Given problem - The lines to extract start at the one containing "Spot the whale body, then" and end with the last line; give them exactly and nothing more.

Record set -

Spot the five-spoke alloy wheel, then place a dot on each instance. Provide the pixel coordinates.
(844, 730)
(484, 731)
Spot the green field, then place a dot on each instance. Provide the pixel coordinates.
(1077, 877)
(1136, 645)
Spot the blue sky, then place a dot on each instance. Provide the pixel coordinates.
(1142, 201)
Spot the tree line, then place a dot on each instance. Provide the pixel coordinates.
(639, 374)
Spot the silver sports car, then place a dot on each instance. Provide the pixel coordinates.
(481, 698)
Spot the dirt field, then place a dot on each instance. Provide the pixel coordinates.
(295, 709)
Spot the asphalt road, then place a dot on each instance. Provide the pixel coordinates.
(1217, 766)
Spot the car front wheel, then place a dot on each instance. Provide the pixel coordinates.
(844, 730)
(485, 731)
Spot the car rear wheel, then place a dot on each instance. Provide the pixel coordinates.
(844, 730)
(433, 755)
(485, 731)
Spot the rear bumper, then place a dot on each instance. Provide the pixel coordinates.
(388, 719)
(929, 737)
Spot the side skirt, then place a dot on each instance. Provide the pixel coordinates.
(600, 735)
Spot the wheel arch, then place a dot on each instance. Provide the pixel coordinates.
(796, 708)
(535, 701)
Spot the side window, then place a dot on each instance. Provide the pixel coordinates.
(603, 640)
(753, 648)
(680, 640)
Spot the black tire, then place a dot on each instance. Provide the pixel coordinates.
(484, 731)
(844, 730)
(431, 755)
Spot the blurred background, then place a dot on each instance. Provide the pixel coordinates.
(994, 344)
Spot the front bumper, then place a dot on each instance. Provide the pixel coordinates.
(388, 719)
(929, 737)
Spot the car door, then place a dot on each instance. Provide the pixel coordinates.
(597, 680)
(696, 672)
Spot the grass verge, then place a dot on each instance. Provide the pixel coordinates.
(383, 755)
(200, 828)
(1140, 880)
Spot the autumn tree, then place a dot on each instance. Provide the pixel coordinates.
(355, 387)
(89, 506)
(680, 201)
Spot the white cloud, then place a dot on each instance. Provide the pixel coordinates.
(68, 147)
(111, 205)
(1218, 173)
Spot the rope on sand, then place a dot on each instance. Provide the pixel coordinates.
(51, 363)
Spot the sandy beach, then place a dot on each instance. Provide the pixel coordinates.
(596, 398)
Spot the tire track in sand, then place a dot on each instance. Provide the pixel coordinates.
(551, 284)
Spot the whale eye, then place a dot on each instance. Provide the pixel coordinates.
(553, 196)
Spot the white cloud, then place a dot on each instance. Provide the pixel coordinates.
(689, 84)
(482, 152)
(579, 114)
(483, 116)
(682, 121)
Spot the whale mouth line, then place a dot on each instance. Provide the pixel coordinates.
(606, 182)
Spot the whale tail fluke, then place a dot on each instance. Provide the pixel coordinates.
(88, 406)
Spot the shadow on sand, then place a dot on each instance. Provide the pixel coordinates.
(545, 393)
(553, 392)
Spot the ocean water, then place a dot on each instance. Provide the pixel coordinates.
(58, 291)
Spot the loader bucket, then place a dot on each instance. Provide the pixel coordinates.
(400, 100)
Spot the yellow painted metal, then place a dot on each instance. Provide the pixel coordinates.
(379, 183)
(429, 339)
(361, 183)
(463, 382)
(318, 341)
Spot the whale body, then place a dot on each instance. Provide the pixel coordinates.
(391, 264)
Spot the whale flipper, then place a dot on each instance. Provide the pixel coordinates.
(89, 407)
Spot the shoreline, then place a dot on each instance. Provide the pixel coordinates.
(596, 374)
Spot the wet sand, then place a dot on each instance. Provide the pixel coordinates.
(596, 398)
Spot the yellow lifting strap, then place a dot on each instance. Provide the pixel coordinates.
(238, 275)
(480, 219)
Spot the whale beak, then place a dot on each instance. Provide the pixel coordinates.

Answer to this task -
Spot the whale body, then place a dot on each instance. Provide the pixel coordinates.
(391, 264)
Spot the whale flipper, then place a dot on each instance. Provide the pixel coordinates.
(89, 407)
Spot the shoreline, then place a dot on each instance. Provide the pixel coordinates.
(596, 374)
Spot the wet sand, then place a dot on each instance. Provide the pixel coordinates.
(596, 398)
Spot the yellow lifting strap, then place a dot on each instance. Provide the pixel coordinates.
(238, 275)
(480, 219)
Spot the whale beak, then place a dot on each instance. Provide the pixel coordinates.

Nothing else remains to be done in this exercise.